◆ **TEXTABSCHNITT**
**********

Gott wird Mensch – Leben und Lehre des Mannes, der Retter und Richter ist, sowie Weg, Wahrheit und Leben.
Episode 225: Das Vaterunser, Teil sieben – Weisheit und Schutz.
Einführung in das Thema Führung und Bewahrung im Vaterunser
Wir sind am Ende des Vaterunsers angekommen. Nach der Anbetung, den Bitten und dem Thema Sünde geht es heute um Führung und Bewahrung. Der Text lautet Matthäus 6,13: „Und führe uns nicht in Versuchung, sondern rette uns von dem Bösen.“
In der kürzeren Version bei Lukas heißt es Lukas 11,4: „Und führe uns nicht in Versuchung.“
Dieser Schluss des Vaterunsers ist alles andere als leicht zu verstehen. Die erste Frage, die sich stellt, ist: Warum muss ich das überhaupt beten? Besteht die Gefahr, dass Gott mich in Versuchung führt?

**********

◆ **GESTELLTE AUFGABE 1**
Beantworte zum Text über das Vaterunser:
(a) Welche Nummer hat die Episode?
(b) Welche Bibelstelle wird zuerst als Text genannt?
(c) Wie lautet die Bitte in der kürzeren Version bei Lukas?
◆ **GESTELLTE AUFGABE 2**
Zieh aus den Zeilen unten jede heraus, die das Wort „bowl“ enthält. Groß- und Kleinschreibung zählt.

Einträge zur Ortsbestimmung
**********

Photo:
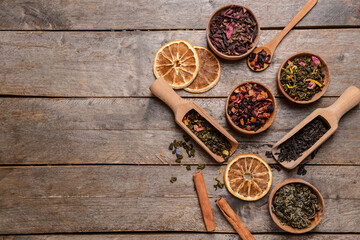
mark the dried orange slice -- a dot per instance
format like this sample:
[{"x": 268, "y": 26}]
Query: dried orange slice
[
  {"x": 248, "y": 177},
  {"x": 178, "y": 63},
  {"x": 209, "y": 73}
]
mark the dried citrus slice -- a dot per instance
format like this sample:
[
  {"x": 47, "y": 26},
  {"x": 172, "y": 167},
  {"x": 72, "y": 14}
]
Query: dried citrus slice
[
  {"x": 248, "y": 177},
  {"x": 209, "y": 73},
  {"x": 178, "y": 63}
]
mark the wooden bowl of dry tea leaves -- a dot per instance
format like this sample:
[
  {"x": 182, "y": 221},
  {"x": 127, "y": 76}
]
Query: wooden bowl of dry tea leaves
[
  {"x": 296, "y": 206},
  {"x": 250, "y": 108},
  {"x": 233, "y": 32},
  {"x": 303, "y": 78}
]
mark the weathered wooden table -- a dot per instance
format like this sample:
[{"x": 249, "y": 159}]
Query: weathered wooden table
[{"x": 81, "y": 134}]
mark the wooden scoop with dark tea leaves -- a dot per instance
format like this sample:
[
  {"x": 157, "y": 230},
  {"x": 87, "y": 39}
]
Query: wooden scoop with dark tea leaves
[
  {"x": 196, "y": 122},
  {"x": 314, "y": 130}
]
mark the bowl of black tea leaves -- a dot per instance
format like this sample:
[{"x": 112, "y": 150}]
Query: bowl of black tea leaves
[
  {"x": 303, "y": 78},
  {"x": 233, "y": 32},
  {"x": 296, "y": 206}
]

**********

◆ **SCHRIFTLICHE LÖSUNG 1**
(a) Episode 225
(b) Matthäus 6,13
(c) „Und führe uns nicht in Versuchung.“

◆ **SCHRIFTLICHE LÖSUNG 2**
mark the wooden bowl of dry tea leaves -- a dot per instance
Query: wooden bowl of dry tea leaves
mark the bowl of black tea leaves -- a dot per instance
Query: bowl of black tea leaves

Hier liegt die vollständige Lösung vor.